BACAAN:
++++++++++++++++++++
Column UINSA

Isu lingkungan menjadi penting untuk dibicarakan dalam forum antar negara mengingat metafora tragedy of common, yang berarti bencana atau tragedi lingkungan di suatu wilayah akan menyebabkan bencana bagi semua (penghuni bumi). Salah satu diantara masalah lingkungan yang paling penting ialah isu perubahan iklim. Menurut konsep thinking green, permasalahan dan bahaya lingkungan global ini bisa dipecahkan, atau setidaknya diatur, melalui kerjasama forum maupun institusi-institusi global. Dalam hal ini, bisa diasumsikan upaya negara-negara dalam menekan dan mengatasi perubahan iklim bisa dilakukan dengan menjalin kerjasama, mengingat bahaya dari perubahan iklim global adalah masalah bersama.
++++++++++++++++++++
INSTRUKSI TERTULIS 1: Dalam dua kalimat terakhir bacaan tentang perubahan iklim, kata kerja apa saja yang dikenakan langsung pada permasalahan lingkungan atau perubahan iklim?
INSTRUKSI TERTULIS 2: Sambunglah bacaan tentang perubahan iklim itu, mulai setelah kalimat terakhirnya.
++++++++++++++++++++
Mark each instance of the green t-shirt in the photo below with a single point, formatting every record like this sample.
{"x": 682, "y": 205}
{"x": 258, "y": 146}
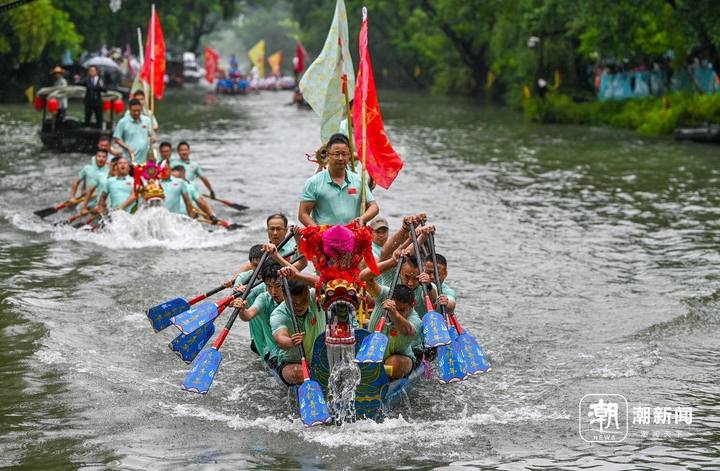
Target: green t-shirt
{"x": 449, "y": 292}
{"x": 136, "y": 134}
{"x": 192, "y": 169}
{"x": 174, "y": 189}
{"x": 89, "y": 174}
{"x": 118, "y": 189}
{"x": 312, "y": 323}
{"x": 397, "y": 343}
{"x": 260, "y": 325}
{"x": 335, "y": 204}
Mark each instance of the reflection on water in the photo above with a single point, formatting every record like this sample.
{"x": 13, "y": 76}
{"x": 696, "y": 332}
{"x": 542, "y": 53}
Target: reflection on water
{"x": 585, "y": 262}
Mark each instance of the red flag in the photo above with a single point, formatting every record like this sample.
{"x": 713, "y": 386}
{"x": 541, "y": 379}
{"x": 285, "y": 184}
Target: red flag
{"x": 383, "y": 163}
{"x": 128, "y": 58}
{"x": 153, "y": 71}
{"x": 211, "y": 61}
{"x": 299, "y": 60}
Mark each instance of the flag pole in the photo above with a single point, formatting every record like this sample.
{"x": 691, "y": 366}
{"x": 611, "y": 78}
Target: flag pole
{"x": 348, "y": 115}
{"x": 363, "y": 177}
{"x": 152, "y": 60}
{"x": 142, "y": 60}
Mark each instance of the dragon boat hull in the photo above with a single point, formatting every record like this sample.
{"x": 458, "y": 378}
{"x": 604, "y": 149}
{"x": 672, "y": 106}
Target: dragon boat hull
{"x": 375, "y": 394}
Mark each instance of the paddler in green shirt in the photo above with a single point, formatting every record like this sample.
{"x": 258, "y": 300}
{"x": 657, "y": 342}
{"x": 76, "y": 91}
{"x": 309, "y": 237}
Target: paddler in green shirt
{"x": 448, "y": 298}
{"x": 134, "y": 133}
{"x": 403, "y": 325}
{"x": 333, "y": 196}
{"x": 89, "y": 174}
{"x": 118, "y": 192}
{"x": 258, "y": 313}
{"x": 311, "y": 320}
{"x": 193, "y": 171}
{"x": 277, "y": 228}
{"x": 177, "y": 194}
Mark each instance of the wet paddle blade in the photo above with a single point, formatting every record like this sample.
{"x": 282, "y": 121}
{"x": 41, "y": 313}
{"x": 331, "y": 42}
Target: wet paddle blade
{"x": 372, "y": 349}
{"x": 190, "y": 321}
{"x": 435, "y": 330}
{"x": 313, "y": 409}
{"x": 472, "y": 354}
{"x": 161, "y": 314}
{"x": 46, "y": 212}
{"x": 450, "y": 366}
{"x": 188, "y": 346}
{"x": 239, "y": 207}
{"x": 203, "y": 370}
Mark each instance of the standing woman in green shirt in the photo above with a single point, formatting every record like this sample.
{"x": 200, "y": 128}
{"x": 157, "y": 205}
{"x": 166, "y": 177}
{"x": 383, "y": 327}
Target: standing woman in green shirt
{"x": 333, "y": 196}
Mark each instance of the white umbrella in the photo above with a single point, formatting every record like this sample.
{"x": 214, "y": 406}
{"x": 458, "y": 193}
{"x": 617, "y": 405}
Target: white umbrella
{"x": 102, "y": 63}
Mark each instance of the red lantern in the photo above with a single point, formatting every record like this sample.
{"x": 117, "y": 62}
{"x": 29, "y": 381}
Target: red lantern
{"x": 39, "y": 103}
{"x": 53, "y": 105}
{"x": 118, "y": 106}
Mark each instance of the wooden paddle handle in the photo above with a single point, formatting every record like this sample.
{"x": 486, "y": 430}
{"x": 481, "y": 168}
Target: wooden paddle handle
{"x": 197, "y": 299}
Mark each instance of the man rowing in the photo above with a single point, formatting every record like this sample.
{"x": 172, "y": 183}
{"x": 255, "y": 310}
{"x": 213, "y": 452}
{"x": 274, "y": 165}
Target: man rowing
{"x": 311, "y": 320}
{"x": 134, "y": 133}
{"x": 139, "y": 95}
{"x": 118, "y": 192}
{"x": 333, "y": 195}
{"x": 193, "y": 170}
{"x": 89, "y": 173}
{"x": 177, "y": 194}
{"x": 277, "y": 227}
{"x": 196, "y": 198}
{"x": 449, "y": 297}
{"x": 258, "y": 311}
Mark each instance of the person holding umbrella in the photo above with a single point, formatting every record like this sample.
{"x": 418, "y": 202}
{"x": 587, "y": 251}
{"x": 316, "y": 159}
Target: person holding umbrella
{"x": 60, "y": 81}
{"x": 94, "y": 87}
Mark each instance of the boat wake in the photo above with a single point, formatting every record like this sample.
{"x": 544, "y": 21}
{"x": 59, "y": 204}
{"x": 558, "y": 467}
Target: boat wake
{"x": 344, "y": 379}
{"x": 150, "y": 227}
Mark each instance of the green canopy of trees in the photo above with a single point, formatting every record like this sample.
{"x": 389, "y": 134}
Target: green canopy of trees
{"x": 457, "y": 46}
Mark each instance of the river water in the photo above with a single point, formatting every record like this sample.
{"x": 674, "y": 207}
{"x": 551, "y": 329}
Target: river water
{"x": 585, "y": 261}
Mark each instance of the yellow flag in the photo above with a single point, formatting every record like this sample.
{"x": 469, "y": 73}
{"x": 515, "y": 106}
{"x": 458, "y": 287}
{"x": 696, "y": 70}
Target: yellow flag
{"x": 275, "y": 60}
{"x": 257, "y": 57}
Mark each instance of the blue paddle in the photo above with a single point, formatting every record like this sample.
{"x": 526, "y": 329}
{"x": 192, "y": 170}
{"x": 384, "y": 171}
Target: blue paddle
{"x": 161, "y": 314}
{"x": 188, "y": 346}
{"x": 190, "y": 321}
{"x": 200, "y": 377}
{"x": 374, "y": 345}
{"x": 464, "y": 344}
{"x": 434, "y": 326}
{"x": 313, "y": 408}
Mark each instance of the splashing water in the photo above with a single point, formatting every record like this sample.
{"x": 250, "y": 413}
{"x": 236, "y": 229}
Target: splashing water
{"x": 149, "y": 227}
{"x": 344, "y": 379}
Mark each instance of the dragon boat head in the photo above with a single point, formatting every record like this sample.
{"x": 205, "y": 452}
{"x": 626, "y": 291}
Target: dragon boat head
{"x": 340, "y": 301}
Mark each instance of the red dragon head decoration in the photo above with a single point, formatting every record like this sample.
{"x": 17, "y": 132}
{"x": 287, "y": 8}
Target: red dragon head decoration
{"x": 336, "y": 252}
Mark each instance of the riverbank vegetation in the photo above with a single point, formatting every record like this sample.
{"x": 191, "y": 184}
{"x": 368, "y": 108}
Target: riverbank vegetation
{"x": 490, "y": 49}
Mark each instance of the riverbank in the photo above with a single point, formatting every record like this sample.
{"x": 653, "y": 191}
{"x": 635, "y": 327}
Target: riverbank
{"x": 648, "y": 116}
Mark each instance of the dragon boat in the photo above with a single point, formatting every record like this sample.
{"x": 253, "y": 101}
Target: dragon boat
{"x": 353, "y": 390}
{"x": 375, "y": 393}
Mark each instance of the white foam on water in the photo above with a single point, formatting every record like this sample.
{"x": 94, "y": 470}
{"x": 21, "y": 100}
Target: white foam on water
{"x": 49, "y": 357}
{"x": 149, "y": 227}
{"x": 369, "y": 434}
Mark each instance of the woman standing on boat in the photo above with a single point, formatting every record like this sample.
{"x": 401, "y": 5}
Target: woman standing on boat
{"x": 118, "y": 192}
{"x": 333, "y": 196}
{"x": 311, "y": 320}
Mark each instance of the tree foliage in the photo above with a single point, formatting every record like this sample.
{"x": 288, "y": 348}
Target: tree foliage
{"x": 457, "y": 45}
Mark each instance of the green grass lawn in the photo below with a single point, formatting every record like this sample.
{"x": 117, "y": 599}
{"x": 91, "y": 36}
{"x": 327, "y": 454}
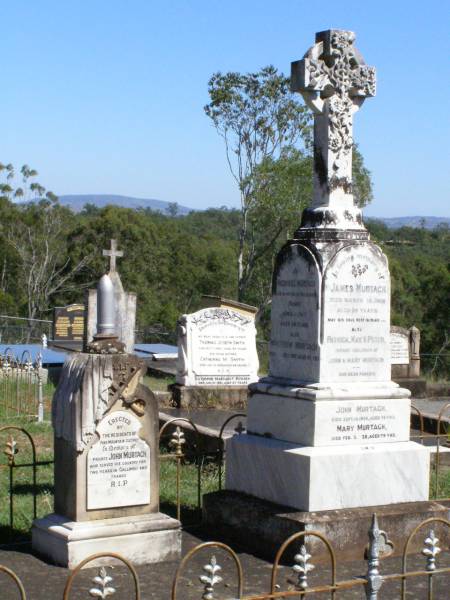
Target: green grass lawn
{"x": 43, "y": 436}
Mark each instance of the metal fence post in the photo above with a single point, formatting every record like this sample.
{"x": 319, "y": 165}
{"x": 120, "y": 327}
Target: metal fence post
{"x": 374, "y": 579}
{"x": 40, "y": 394}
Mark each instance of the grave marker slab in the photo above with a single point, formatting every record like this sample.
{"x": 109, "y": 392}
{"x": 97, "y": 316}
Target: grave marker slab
{"x": 216, "y": 347}
{"x": 106, "y": 457}
{"x": 328, "y": 421}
++++++++++++++++++++
JAWABAN 1: dipecahkan, diatur, menekan, mengatasi

JAWABAN 2:
Peristiwa berbahaya yang berasal dari hidrometeorologi terus memicu terjadinya kerusakan dan korban jiwa. Bencana alam yang disebabkan oleh perubahan iklim seperti banjir bandang dan kekeringan telah menimbulkan dampak yang luar biasa pada kehidupan manusia. Dunia mencatat, antara tahun 2004 hingga 2014, 83% dari bencana yang terjadi, 39% dari kematian, 95% yang tercatat dari total populasi yang terkena dampak, dan 70% dari total kerusakan tercatat, semuanya terkait dengan bencana alam yang bersifat hidrometeorologis seperti cuaca, air, dan iklim.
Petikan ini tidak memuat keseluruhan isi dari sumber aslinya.